● **DESCRIPTION OF THE TASK**
The expected output is an exact restatement of all the records.

● **GIVEN INFORMATION**
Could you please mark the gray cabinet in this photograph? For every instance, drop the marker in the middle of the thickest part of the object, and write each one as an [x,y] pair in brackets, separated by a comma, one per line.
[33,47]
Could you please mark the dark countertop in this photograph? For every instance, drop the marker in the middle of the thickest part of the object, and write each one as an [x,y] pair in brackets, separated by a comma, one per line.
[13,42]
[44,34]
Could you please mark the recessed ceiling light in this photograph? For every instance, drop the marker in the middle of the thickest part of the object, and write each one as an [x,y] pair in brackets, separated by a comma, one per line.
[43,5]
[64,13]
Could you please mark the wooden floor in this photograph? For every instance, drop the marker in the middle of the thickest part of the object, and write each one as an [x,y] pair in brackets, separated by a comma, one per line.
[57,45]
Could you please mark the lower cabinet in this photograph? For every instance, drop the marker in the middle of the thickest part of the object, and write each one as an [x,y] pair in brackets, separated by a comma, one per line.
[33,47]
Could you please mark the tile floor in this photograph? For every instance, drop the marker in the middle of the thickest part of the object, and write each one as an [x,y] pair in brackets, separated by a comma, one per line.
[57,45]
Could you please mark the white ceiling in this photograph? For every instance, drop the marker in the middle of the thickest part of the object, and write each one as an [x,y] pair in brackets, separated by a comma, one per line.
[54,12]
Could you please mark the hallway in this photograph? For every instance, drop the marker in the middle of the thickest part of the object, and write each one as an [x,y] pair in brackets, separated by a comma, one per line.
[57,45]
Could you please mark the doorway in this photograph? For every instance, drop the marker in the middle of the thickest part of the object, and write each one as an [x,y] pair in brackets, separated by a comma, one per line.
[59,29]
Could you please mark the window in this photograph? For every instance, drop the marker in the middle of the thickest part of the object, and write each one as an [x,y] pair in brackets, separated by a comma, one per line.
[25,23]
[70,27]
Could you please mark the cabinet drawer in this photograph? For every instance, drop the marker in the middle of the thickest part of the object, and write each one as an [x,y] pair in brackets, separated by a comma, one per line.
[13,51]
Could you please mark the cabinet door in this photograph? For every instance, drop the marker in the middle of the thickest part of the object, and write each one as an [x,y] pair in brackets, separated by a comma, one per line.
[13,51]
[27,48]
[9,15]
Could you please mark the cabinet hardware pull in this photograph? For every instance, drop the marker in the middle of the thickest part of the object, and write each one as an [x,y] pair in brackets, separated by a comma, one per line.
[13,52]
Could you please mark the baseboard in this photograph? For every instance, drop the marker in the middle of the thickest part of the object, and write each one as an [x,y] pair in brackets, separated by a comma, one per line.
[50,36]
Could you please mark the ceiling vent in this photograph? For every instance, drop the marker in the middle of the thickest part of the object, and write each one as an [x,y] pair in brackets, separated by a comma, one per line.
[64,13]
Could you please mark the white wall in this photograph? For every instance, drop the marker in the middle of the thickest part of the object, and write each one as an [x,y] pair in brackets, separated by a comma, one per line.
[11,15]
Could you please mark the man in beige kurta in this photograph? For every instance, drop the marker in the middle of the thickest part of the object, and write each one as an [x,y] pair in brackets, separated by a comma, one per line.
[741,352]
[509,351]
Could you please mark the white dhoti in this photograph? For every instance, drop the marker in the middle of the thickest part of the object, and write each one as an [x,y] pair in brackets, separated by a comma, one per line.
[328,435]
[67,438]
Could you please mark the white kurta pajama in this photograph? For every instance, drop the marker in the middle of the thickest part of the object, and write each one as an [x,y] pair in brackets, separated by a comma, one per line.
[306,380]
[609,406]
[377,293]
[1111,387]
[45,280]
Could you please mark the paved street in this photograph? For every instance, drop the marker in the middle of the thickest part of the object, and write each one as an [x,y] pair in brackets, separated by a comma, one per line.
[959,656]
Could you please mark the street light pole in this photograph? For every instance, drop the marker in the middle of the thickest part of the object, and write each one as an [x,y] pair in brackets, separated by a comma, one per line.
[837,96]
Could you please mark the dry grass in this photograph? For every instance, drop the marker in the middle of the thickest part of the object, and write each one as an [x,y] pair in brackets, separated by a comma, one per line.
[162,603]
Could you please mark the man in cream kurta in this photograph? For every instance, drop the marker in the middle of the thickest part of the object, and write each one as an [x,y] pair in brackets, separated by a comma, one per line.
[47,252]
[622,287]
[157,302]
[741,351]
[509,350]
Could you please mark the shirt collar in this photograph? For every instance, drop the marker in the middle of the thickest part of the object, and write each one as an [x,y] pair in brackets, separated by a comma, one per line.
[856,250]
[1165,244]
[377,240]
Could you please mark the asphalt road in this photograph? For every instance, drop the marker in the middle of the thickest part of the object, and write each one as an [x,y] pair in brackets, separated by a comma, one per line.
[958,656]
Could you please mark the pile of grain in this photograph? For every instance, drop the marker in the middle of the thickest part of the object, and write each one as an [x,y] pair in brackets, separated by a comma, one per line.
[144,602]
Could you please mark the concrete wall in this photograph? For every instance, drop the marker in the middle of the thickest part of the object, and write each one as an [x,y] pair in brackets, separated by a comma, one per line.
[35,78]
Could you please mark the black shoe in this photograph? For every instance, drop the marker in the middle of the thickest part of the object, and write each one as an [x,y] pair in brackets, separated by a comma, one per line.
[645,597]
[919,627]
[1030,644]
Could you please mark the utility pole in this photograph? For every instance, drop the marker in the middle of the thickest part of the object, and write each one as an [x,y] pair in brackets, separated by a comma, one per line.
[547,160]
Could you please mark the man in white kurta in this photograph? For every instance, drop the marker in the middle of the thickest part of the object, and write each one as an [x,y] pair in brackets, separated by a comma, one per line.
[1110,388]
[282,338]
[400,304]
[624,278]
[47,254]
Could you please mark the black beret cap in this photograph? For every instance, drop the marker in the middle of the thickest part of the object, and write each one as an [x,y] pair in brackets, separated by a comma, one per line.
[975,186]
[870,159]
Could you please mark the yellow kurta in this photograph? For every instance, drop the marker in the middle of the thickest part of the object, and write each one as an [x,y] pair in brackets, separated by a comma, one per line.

● **WORKED SOLUTION**
Could you please mark the gray cabinet in this photograph? For every instance, drop the marker in the middle of the thickest part of the object, and write each one as an [x,y] pair in brackets, separated by a comma, one per line.
[33,47]
Could you please mark the dark countertop in this photograph? For every instance, drop the marker in the middle of the thickest part of the object, and write each one as an [x,y] pair in brackets, separated by a comma, one per line.
[13,42]
[44,34]
Could you please mark the recessed ceiling light in this photograph? For every instance, drop the marker in the middle of the thickest part of the object, and write each one as an [x,y] pair in brackets, separated by a comma, one per line.
[43,5]
[64,13]
Could you please mark the wooden floor in this photograph? For every instance, drop the marker in the middle of the thickest part of the object, and write each one as an [x,y] pair in brackets, separated by a comma, one per line.
[57,45]
Could you please mark the lower cabinet in this photograph? For every instance, drop the marker in the middle of the thickest part of the object, and write each one as an [x,y] pair in brackets, separated by a comma, one per line.
[33,47]
Could you please mark the tile floor in this photograph? For every instance, drop the marker in the middle of the thickest part of the object, and write each one as an [x,y] pair in brackets, separated by a comma, one per line.
[57,45]
Could you please mark the white ceiling in this photograph? For every instance, drop the marker in the middle of the thickest part of the object, and write each one as an [x,y] pair in brackets, separated by a comma, one per line.
[54,12]
Could you please mark the hallway in this photograph? For every instance, drop the marker in the middle of the thickest part of the object, and write each one as an [x,y] pair in brackets, separated by a comma, one per line.
[57,45]
Could you please mark the doorway in this photograph? For every instance, drop the marker in the middle of the thickest part of the object, and write each one as an [x,y] pair in brackets, separated by a comma, one per line.
[59,29]
Could you please mark the window in this photograph? For every instance, drop the marker in the middle of the thickest part of the object, and write each one as an [x,y] pair in brackets, separated by a comma, one per line.
[25,23]
[70,27]
Could you please mark the cabinet drawer in this photograph? For every instance, drop the marker in the middle of the thickest part of the object, and write each one as an [x,y] pair in brackets, separated by a comma, one per line.
[13,51]
Could you please mark the cabinet door in this photograph? For every instance, drop the marker in the middle of the thickest part of the object, and write each one as an [x,y] pair in brackets, separated by a comma, one per line.
[13,51]
[27,48]
[9,15]
Could you please mark the cabinet hardware pull in this photograph? For every instance, drop the marker in the middle of the thickest part of the object, and write each one as an [x,y] pair in brackets, separated by a comma, one per line.
[13,52]
Could you please mark the baseboard in this photograph? For every instance, drop the marker in the middle of the thickest part of the object, and write each one as an [x,y] pair in brackets, separated by a comma, one per line.
[50,36]
Could you please mark the ceiling vent in this photograph? For every instance, drop the marker in the middle of the thickest part of the object, and write each one as an [x,y] pair in brackets, separated by a comma, one per line.
[64,13]
Could you please mark the white wall in this photograph? For every instance, drop the marker in the middle of the thickest part of the object, and write each one as an [x,y] pair in brackets, separated by a comma, one per line.
[11,15]
Could you please mark the man in beige kurta in this photograph? For every instance, drop the marker in the middle of the thickest part of the object, and write each one as an [x,y] pair in brackets, separated by a comma, one per line.
[741,352]
[509,351]
Could you please mark the white dhoti in this photograph? For every instance, drop the marker in the middle of the thickest part of the object, and write each one as an [x,y] pair in brackets, separated by a comma, one per line.
[328,435]
[67,438]
Could you please mark the white kurta pajama in this photograph? For every instance, drop the marker in the middle of the thickest part of the object, and write each one as an [x,y] pair in brackets, separated by a comma, one per line.
[306,380]
[609,406]
[377,293]
[1111,387]
[45,280]
Could you please mark the paved street in this photograph? For every instance, drop the marker in the middle of the thickest part of the object, and write each one as an [x,y] pair in brackets, separated by a comma, one per line.
[959,656]
Could you please mark the street light pole in this photograph? For every instance, drop the marker in the middle of the thickest part of the object, and write each one as an [x,y] pair in brackets, separated by a comma, one per line.
[837,96]
Could you please mark the dry grass in this photograph? For every instance, drop the marker in the middle of the thickest part of the object, and write each one as an [x,y] pair in brackets, separated by a comma, one per line.
[162,603]
Could you please mark the man in cream kurta in this photograph? For every instance, drop the marker in the middle of the thickest part of the object, and write each one as an [x,y] pair in brackets, separated by a comma, one per line.
[47,252]
[622,287]
[157,302]
[741,351]
[509,350]
Could you please mark the shirt collar in this photograph? For every instance, drop the marker in the middle of the thickest part of the object, and write each one as an [x,y] pair in brackets, separated by a comma, one per line.
[856,250]
[1165,244]
[377,240]
Could you please mark the asphalt road in this photograph? For every instance, drop the marker in the middle of the thickest part of the object, and write each one as an [x,y] pair in brackets, separated by a comma, one per line.
[958,656]
Could you please mark the pile of grain in this photograph? For every instance, drop the marker in the middle of the thickest part of the object, and write each one as an [x,y] pair in brackets, separated by a comma, one per line.
[144,602]
Could you please mark the concrete wall in this photograph? For every instance, drop the marker in the middle of the thickest part of the object, and write each one as an [x,y] pair in brackets, separated by a comma, one per line.
[35,78]
Could you please mark the black shoe in this photograph? For every instance, drop the marker in the middle of the thickest part of the object, and write each one as an [x,y] pair in brackets, separated by a comma, one per line.
[645,597]
[919,627]
[1030,644]
Could you please mark the utility pole in this photograph? For every instance, drop the marker in the middle of the thickest part of the object, and write each one as an [x,y] pair in brackets, separated by a comma, one per line.
[547,160]
Could you please mark the man in white kurta in this photograph? For every instance, drop the marker in the middle of the thickest part of the object, and write each one as an [x,y] pair in brackets, separated by a comma, one per line.
[1110,388]
[282,338]
[400,304]
[624,278]
[47,254]
Could you please mark the black beret cap in this photograph? For every instance, drop the marker in the middle of the thickest part of the object, and write each one as an [x,y] pair in brackets, separated by a comma, one per line.
[975,186]
[870,159]
Could you please mark the yellow kurta in this photograph? For every instance, drop the marker in the middle of the thickest part of the object, and write each one as an [x,y] pair in brackets, separated by a comma, one per line.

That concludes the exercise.